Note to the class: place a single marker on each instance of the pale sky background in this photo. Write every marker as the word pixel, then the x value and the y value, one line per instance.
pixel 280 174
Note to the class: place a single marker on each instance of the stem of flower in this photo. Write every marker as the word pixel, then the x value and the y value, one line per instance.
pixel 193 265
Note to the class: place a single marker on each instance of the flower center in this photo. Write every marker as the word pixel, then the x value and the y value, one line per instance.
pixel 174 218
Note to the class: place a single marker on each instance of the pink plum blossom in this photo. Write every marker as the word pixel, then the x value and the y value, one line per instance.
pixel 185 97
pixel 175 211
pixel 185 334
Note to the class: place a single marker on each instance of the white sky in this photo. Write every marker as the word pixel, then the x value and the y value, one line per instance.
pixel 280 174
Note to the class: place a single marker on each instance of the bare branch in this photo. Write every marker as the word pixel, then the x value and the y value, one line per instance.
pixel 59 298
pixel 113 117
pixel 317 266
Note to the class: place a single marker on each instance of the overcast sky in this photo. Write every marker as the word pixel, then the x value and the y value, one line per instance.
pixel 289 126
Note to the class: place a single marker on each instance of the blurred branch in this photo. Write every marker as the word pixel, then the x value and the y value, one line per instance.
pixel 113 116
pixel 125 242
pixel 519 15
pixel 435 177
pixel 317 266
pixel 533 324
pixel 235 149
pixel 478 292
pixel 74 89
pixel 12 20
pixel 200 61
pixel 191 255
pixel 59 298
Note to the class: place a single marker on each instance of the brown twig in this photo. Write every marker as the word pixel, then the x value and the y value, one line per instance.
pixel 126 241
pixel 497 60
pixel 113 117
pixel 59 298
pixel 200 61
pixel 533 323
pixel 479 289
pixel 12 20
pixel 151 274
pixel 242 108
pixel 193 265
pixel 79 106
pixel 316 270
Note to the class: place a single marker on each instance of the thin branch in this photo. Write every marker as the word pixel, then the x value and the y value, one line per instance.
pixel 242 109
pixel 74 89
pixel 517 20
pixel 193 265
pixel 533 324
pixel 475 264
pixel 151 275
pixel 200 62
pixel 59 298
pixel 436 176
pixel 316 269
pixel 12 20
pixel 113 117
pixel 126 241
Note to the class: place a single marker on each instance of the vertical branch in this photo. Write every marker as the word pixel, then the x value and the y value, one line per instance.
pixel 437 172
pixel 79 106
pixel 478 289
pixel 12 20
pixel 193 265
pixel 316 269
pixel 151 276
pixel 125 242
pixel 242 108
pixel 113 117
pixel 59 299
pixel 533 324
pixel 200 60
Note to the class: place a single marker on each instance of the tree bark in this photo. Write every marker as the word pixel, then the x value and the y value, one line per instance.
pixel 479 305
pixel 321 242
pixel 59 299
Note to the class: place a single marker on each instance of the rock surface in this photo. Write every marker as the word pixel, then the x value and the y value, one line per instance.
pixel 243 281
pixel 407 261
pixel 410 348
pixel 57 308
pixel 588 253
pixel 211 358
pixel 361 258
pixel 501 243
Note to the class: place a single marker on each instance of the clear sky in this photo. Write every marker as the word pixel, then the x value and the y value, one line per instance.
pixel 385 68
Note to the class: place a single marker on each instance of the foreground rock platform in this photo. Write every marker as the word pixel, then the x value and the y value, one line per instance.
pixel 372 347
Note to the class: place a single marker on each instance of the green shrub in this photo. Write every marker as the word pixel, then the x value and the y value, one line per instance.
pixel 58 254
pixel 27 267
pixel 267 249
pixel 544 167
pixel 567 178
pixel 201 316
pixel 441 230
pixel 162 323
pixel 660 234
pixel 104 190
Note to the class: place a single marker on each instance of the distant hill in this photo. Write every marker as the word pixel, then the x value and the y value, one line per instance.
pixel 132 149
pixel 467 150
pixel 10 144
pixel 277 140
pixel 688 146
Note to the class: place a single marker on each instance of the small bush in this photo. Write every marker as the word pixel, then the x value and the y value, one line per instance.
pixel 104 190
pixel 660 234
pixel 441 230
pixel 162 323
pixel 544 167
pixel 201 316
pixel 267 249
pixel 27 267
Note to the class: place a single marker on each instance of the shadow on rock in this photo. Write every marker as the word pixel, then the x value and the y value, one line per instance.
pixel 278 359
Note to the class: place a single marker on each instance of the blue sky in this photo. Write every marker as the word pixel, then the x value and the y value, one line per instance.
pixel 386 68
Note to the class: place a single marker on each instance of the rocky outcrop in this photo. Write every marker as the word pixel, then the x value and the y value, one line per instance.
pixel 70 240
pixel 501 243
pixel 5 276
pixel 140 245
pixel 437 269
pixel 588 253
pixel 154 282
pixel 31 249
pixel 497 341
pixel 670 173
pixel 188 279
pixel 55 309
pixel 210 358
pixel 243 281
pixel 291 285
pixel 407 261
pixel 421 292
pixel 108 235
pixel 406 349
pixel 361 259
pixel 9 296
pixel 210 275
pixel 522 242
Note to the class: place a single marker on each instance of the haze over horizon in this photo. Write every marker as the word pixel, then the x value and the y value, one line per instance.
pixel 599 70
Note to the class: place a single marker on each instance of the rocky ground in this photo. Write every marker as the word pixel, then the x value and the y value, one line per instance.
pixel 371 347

| TASK DESCRIPTION |
Convert every line of the listing above into a numbered list, leaving out any blank lines.

| FULL SOLUTION |
1. Note to the class: place a single marker on each instance of the pale sky background in this photo. Write every marker as the word pixel, then the x value and the y value, one line per instance.
2. pixel 280 174
3. Note to the class: place a single marker on each instance of the stem of flower in this photo. Write every marker as the word pixel, then the x value and the y value, one line per instance.
4. pixel 193 265
5. Note to the class: place a single marker on each instance of the flower center in this photo. Write every marker as the word pixel, then the x value and the y value, one line per instance.
6. pixel 174 218
7. Note to the class: place a single marker on each instance of the pink plum blossom in this photo. Write every marker as the word pixel, then the x value and the y value, one line per instance.
8. pixel 185 97
9. pixel 175 211
10. pixel 185 334
11. Note to the class: place a single marker on each instance of the white sky in this photo. Write every marker as the word pixel, then the x value and the y value, one line per instance.
12. pixel 280 174
13. Note to the class: place a single marker on each instance of the bare branch in this photo. Write every marker as the word pixel, then the x value and the y value, one line per instance.
14. pixel 59 298
15. pixel 113 117
16. pixel 317 266
17. Note to the class: place a single marker on each instance of the overcast sky in this photo. Write every marker as the word pixel, then the x value and the y value, one line per instance.
18. pixel 289 126
19. Note to the class: place a single marker on each instance of the blurred branch in this photo. Write every marker as the word pixel, then the x value and the y value, one line per instance.
20. pixel 113 116
21. pixel 125 242
22. pixel 519 15
23. pixel 435 177
24. pixel 317 266
25. pixel 533 324
26. pixel 235 149
27. pixel 478 292
28. pixel 74 89
29. pixel 12 20
30. pixel 200 61
31. pixel 191 255
32. pixel 59 298
33. Note to the class: place a single marker on each instance of the brown twig in this photo. Write every marker as the word pixel, then the x value and the y value, one line per instance.
34. pixel 126 241
35. pixel 497 60
36. pixel 113 117
37. pixel 59 298
38. pixel 200 61
39. pixel 533 323
40. pixel 479 289
41. pixel 12 20
42. pixel 151 274
43. pixel 242 108
44. pixel 193 265
45. pixel 79 106
46. pixel 316 270
47. Note to the class: place a single marker on each instance of the thin branch in this photo. Write every marker as the word pixel, then the x value and the y value, one line per instance.
48. pixel 242 109
49. pixel 74 89
50. pixel 517 20
51. pixel 193 265
52. pixel 533 324
53. pixel 475 264
54. pixel 151 275
55. pixel 200 62
56. pixel 59 298
57. pixel 436 176
58. pixel 316 269
59. pixel 12 20
60. pixel 113 117
61. pixel 126 241
62. Note to the class: place a single marker on each instance of the vertical branch in this photo. Write every marker as the word pixel, then the x value and the y value, one line per instance.
63. pixel 437 172
64. pixel 79 106
65. pixel 478 289
66. pixel 12 20
67. pixel 193 265
68. pixel 316 269
69. pixel 151 276
70. pixel 125 242
71. pixel 242 108
72. pixel 113 117
73. pixel 59 299
74. pixel 533 324
75. pixel 200 60
76. Note to the class: place a single marker on each instance of the tree bark in this photo. Write every marker as the word pixel, then the x value and the y value, one line per instance.
77. pixel 479 305
78. pixel 321 242
79. pixel 59 299
80. Note to the class: place a single marker on each instance of the rock surface in this photo. Write every marker as the word pixel, then the x value and the y value, one line per instance.
81. pixel 243 281
82. pixel 407 261
83. pixel 410 348
84. pixel 57 308
85. pixel 588 253
86. pixel 211 358
87. pixel 361 258
88. pixel 501 243
89. Note to the class: place a single marker on each instance of the clear sky in this photo. Write every marker as the word pixel, then the x value and the y value, one line per instance.
90. pixel 385 68
91. Note to the class: place a single marker on each instance of the foreground rock platform in this photo. Write every marker as the word pixel, then the x value and the y value, one line per instance.
92. pixel 372 347
93. Note to the class: place a single marker on each instance of the green shrub in this photo. Write every marker as the word pixel, then the x value and the y value, one line per instance.
94. pixel 58 254
95. pixel 27 267
96. pixel 267 249
97. pixel 544 167
98. pixel 567 178
99. pixel 201 316
100. pixel 441 230
101. pixel 162 323
102. pixel 660 234
103. pixel 104 190
104. Note to the class: place a single marker on each instance of the distant hill in this photo. Write every marker as the word pixel, then the x value and the y value, one line per instance.
105. pixel 132 149
106. pixel 467 150
107. pixel 10 144
108. pixel 277 140
109. pixel 688 146
110. Note to the class: place a single marker on each instance of the small bush in this photo. Write every marker as the word pixel, then the x value and the y value, one line per instance.
111. pixel 104 190
112. pixel 660 234
113. pixel 441 230
114. pixel 162 323
115. pixel 544 167
116. pixel 201 316
117. pixel 267 249
118. pixel 27 267
119. Note to the class: place a single marker on each instance of the shadow on rock in this photo. Write every marker as the word pixel, then the x value and the y value, one line per instance.
120. pixel 278 359
121. Note to the class: place a single marker on each instance of the blue sky in this photo. Write every marker as the word pixel, then the x value and the y value, one line per instance.
122. pixel 386 68
123. Note to the class: place a single marker on each instance of the rocky outcrop in this photo. Write every marker as the word pixel, then the x value and the y value, one line per instance.
124. pixel 70 240
125. pixel 501 243
126. pixel 5 276
127. pixel 140 245
128. pixel 437 269
129. pixel 588 253
130. pixel 154 282
131. pixel 31 249
132. pixel 497 341
133. pixel 670 173
134. pixel 188 279
135. pixel 55 309
136. pixel 210 358
137. pixel 243 281
138. pixel 291 285
139. pixel 407 261
140. pixel 421 292
141. pixel 108 235
142. pixel 406 349
143. pixel 361 259
144. pixel 9 296
145. pixel 210 275
146. pixel 522 242
147. Note to the class: place a single marker on each instance of the haze over horizon in this photo. Write every marker as the word pixel, then the x value and the y value, one line per instance.
148. pixel 599 70
149. Note to the class: place a single marker on each instance of the rocky ground in this photo. Write every marker as the word pixel, then the x value and the y value, one line per instance.
150. pixel 371 347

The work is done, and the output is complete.